§ **AIM OF THE EXERCISE**: Using the forum thread on actinic lighting below, list every username that appears with a date next to it.
··· SOURCE EXTRACT ···
# Actinic lightning



## taylor775 (May 11, 2006)

Hi Guys/Gals,

Question in new to the Aquarium plant hobby. I had a powercompact dual strip light one with a normal light and one with a actinic light. Is using the actinic harmful to plants or no.


----------



## akos (Dec 14, 2005)

I don't think actinic is harmful, but lots of folks say that its not very useful for planted tanks. Basically its the wrong wavelength for plants to utilize it for energy. Prob. best off swapping the actinic tube to something in the 8K -10K range.


----------



## jbierce (May 11, 2006)

Plants won't get much out of actinic lighting, so it's not really worth having unless you like the look of it. In deeper waters the red end of the spectrum is mostly lost, which is why most ocean life have adapted to utilizing the blue spectrum so efficiently. While these deepwater creatures can also grow like weeds under normal daylight tubes, our freshwater plants simply aren't adapted to use only one part of the spectrum. The best tubes to use are the 5500K-6500K for fast growth, but many people like the looks of the higher spectrum (8000K-10000K).

JBierce


----------



## jude_uc (Feb 7, 2006)

Besides not contributing to the overall growth of your plants, I think the plants look better without the actinic lights. My history has gone from 10,000/actinic --> 6,700 --> 10,000. So far, I'm liking the 10,000 the best because it makes my dwarf blue gouramis look amazing. 

-Adam


----------



## joseney21 (May 11, 2006)
··· GIVEN INFORMATION ···
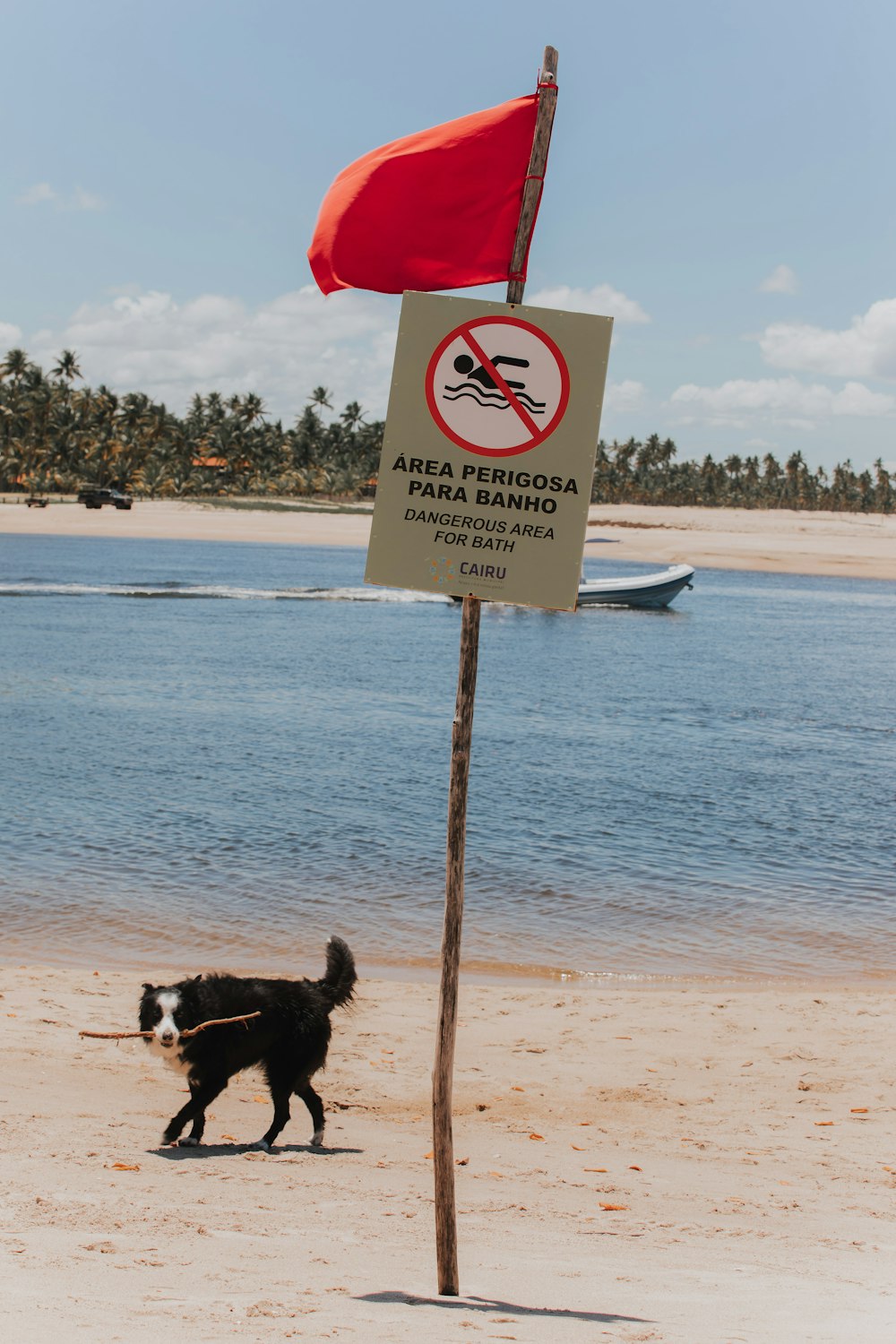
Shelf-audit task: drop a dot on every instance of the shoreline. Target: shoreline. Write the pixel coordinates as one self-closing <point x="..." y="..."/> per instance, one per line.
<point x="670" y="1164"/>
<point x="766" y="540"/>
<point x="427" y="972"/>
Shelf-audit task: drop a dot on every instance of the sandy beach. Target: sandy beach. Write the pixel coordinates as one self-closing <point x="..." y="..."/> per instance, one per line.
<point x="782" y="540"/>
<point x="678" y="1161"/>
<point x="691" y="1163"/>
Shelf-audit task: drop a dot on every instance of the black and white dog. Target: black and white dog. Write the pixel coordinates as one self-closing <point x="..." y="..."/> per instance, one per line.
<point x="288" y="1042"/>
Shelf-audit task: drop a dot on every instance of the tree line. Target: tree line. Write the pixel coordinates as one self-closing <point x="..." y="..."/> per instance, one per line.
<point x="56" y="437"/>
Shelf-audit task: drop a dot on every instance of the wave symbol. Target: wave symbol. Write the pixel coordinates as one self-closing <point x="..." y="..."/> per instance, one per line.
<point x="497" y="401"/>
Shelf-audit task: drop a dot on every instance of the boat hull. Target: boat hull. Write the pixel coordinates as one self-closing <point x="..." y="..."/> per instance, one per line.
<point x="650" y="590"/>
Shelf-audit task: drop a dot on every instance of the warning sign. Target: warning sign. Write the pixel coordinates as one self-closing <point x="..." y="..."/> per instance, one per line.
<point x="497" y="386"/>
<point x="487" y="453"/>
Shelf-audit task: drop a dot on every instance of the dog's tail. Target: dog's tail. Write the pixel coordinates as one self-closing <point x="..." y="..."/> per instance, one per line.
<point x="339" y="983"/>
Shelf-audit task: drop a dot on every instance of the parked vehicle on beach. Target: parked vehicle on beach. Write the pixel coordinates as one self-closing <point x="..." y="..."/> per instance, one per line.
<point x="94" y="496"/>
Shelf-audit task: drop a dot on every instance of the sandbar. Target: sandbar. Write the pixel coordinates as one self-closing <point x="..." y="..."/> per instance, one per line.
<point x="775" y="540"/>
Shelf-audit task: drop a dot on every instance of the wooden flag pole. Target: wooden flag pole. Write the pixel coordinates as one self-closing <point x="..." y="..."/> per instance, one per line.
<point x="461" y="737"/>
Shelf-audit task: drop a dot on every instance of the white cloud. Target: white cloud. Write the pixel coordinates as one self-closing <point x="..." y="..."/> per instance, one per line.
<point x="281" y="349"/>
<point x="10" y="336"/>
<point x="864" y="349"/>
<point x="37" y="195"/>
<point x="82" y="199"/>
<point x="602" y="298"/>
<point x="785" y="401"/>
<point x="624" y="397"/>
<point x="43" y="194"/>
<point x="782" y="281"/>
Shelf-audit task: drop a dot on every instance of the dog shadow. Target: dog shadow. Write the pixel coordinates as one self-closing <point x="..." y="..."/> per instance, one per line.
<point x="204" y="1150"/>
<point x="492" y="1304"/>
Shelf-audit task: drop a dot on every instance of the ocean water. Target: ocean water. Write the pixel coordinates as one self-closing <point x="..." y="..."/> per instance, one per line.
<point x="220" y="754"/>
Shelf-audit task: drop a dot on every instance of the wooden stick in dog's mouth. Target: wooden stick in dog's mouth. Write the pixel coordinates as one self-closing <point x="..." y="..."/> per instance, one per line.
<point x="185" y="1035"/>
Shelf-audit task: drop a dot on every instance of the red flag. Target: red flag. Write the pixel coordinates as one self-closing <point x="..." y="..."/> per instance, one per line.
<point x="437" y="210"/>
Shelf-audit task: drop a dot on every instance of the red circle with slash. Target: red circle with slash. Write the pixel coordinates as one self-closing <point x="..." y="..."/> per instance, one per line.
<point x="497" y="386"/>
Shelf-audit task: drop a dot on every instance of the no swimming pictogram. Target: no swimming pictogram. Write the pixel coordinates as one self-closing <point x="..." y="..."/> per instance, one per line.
···
··· GIVEN INFORMATION ···
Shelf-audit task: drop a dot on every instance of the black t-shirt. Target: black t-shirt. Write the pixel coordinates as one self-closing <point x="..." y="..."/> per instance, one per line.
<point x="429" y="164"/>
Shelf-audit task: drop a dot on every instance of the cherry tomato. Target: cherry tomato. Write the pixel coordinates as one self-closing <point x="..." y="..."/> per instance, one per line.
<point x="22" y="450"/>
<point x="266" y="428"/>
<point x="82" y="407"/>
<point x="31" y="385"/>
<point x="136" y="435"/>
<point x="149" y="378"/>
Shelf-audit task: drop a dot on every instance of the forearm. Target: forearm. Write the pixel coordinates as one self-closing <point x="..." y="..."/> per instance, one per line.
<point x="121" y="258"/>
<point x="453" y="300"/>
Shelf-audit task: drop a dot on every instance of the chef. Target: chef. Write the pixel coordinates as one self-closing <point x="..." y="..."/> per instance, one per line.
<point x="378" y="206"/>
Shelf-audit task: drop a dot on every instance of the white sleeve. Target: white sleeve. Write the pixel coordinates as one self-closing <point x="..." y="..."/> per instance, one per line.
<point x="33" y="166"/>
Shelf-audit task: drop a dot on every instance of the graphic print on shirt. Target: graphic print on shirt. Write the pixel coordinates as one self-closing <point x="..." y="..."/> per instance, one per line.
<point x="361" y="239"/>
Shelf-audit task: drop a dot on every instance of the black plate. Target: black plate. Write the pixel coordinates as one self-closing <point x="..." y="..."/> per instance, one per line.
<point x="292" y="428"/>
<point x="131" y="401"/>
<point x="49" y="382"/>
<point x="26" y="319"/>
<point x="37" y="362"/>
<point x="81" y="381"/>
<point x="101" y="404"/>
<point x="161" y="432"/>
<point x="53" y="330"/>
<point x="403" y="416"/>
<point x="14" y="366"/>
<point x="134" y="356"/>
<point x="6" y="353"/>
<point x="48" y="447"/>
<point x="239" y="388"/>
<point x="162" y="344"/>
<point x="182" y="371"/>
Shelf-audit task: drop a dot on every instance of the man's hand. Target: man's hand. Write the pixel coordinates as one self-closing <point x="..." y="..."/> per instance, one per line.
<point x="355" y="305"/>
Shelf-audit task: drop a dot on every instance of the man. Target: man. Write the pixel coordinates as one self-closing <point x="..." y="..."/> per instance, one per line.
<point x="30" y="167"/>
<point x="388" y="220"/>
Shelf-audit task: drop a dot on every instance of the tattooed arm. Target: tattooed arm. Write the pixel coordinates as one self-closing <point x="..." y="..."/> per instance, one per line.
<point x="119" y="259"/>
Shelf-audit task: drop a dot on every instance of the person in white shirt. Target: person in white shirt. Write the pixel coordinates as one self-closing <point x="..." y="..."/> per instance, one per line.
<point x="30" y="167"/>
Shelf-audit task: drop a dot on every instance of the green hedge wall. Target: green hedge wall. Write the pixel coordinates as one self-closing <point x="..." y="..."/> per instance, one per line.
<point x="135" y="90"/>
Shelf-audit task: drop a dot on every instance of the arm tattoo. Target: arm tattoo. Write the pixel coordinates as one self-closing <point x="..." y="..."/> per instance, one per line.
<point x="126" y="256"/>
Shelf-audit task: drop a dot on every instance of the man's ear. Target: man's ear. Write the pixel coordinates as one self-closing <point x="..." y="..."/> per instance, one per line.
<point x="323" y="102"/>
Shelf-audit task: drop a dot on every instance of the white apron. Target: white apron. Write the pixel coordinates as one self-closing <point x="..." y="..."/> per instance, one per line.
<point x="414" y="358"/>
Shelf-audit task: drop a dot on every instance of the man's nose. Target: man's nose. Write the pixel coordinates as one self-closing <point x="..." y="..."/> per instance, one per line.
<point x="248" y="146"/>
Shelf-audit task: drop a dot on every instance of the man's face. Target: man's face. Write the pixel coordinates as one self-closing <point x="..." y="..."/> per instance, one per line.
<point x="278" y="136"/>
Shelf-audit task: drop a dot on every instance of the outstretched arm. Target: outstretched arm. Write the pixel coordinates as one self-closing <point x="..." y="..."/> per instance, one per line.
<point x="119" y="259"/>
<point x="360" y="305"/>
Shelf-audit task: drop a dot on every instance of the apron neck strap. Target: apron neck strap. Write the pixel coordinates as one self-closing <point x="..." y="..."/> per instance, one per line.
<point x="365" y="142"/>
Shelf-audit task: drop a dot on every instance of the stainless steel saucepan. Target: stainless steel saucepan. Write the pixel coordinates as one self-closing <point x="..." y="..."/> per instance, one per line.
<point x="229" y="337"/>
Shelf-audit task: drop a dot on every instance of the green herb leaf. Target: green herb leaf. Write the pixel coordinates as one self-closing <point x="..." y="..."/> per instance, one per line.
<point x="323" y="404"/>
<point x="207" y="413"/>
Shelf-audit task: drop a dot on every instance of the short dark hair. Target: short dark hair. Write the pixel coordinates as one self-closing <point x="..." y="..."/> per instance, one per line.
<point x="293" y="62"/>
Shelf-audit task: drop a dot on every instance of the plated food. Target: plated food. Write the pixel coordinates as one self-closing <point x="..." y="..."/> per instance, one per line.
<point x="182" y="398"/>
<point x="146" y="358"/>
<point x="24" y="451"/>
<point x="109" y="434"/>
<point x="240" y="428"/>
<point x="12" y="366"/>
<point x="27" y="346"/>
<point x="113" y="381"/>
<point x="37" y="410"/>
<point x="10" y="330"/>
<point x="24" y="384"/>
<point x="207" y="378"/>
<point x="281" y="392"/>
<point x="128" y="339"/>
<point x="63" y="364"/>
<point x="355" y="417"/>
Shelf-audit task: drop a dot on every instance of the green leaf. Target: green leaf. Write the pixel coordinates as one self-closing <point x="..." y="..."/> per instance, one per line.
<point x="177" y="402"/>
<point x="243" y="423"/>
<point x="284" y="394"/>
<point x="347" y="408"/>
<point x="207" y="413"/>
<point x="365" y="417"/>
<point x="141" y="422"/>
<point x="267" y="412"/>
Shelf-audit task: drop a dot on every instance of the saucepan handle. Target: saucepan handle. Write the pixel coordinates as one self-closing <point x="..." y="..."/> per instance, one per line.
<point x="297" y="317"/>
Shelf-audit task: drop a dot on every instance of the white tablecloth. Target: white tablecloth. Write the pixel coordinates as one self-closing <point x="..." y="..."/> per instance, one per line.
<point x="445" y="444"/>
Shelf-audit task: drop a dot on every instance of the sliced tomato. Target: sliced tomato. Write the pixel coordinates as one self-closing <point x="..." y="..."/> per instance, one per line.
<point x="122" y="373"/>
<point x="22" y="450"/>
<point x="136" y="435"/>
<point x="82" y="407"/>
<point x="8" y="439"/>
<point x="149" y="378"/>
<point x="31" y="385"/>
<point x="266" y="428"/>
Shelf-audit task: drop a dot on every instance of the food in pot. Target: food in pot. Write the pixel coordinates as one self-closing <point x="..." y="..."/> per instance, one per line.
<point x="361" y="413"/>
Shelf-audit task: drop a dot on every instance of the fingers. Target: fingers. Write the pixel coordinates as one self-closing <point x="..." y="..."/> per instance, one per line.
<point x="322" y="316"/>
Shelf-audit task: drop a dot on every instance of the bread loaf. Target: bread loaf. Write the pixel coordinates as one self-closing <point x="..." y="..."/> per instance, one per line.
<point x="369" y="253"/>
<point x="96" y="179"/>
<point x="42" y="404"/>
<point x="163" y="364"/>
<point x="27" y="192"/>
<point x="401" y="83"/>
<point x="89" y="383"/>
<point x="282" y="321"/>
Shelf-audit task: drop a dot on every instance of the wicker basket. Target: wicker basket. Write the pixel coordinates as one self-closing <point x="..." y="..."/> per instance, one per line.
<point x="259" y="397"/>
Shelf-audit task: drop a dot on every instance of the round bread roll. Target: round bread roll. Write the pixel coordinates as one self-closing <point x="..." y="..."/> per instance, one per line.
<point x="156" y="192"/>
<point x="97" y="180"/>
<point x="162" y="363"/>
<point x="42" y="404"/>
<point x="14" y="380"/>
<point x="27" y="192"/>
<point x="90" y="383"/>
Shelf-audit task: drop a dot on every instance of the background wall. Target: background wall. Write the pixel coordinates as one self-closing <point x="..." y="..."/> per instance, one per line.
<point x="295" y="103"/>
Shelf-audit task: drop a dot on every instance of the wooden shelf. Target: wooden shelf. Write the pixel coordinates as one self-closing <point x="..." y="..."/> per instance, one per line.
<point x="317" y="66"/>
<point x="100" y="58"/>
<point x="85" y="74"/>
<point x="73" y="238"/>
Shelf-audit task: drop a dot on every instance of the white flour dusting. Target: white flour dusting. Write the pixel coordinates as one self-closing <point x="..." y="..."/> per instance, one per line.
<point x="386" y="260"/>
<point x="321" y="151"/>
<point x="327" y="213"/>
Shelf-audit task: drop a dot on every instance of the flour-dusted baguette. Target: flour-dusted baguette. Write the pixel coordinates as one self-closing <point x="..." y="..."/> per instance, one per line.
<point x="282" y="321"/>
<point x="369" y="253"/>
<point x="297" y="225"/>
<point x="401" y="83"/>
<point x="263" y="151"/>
···
§ **SOLUTION BELOW**: taylor775, akos, jbierce, jude_uc, joseney21